Text excerpt ▸
○ ○ ○ ○ ○

In December of 2020 at Coalesce, nearly 800 people tuned in live to hear David Murray, director of data and analytics at Snaptravel, share his team’s experience with data team org structure. Over the last four years, the data team at Snaptravel has grown from one analyst to almost a dozen, and they have tried five different data team structures over the course of nine months. This is a legitimately difficult problem!
Org structure is challenging for everyone in the industry, not just for fast-growing teams. I lead the customer success team at Fishtown Analytics. We’ve worked with data teams of all shapes and sizes—from data teams of one to massive enterprise teams comprising dozens of engineers and hundreds of analysts. We get asked questions about the ideal data team structure all the time, so I, like the rest of the dbt community, was interested in this talk.
This article recaps some of David’s key insights from the talk along with my own commentary and some thoughts from the dbt community. I highly recommend watching his talk or reading his blog post on the topic.
This topic clearly resonated with a lot of folks, and I think it’s worth considering why that is. This problem is not unique to SnapTravel in any way. It’s something we’re all thinking about right now. My take? Data team structure is difficult because data technology has changed so rapidly over the past five years and this has had a cascading effect on what data people do.

○ ○ ○ ○ ○

Data rows ▸
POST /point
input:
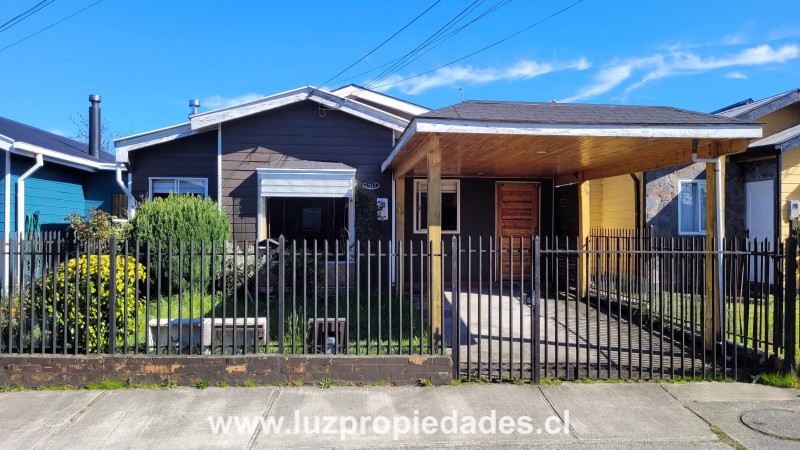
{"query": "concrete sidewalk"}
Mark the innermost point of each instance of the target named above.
(706, 415)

○ ○ ○ ○ ○

From the article on data team structure, reproduce the passage starting with "This article recaps" and going on through "data people do.".

Worked solution ▸
This article recaps some of David’s key insights from the talk along with my own commentary and some thoughts from the dbt community. I highly recommend watching his talk or reading his blog post on the topic.
This topic clearly resonated with a lot of folks, and I think it’s worth considering why that is. This problem is not unique to SnapTravel in any way. It’s something we’re all thinking about right now. My take? Data team structure is difficult because data technology has changed so rapidly over the past five years and this has had a cascading effect on what data people do.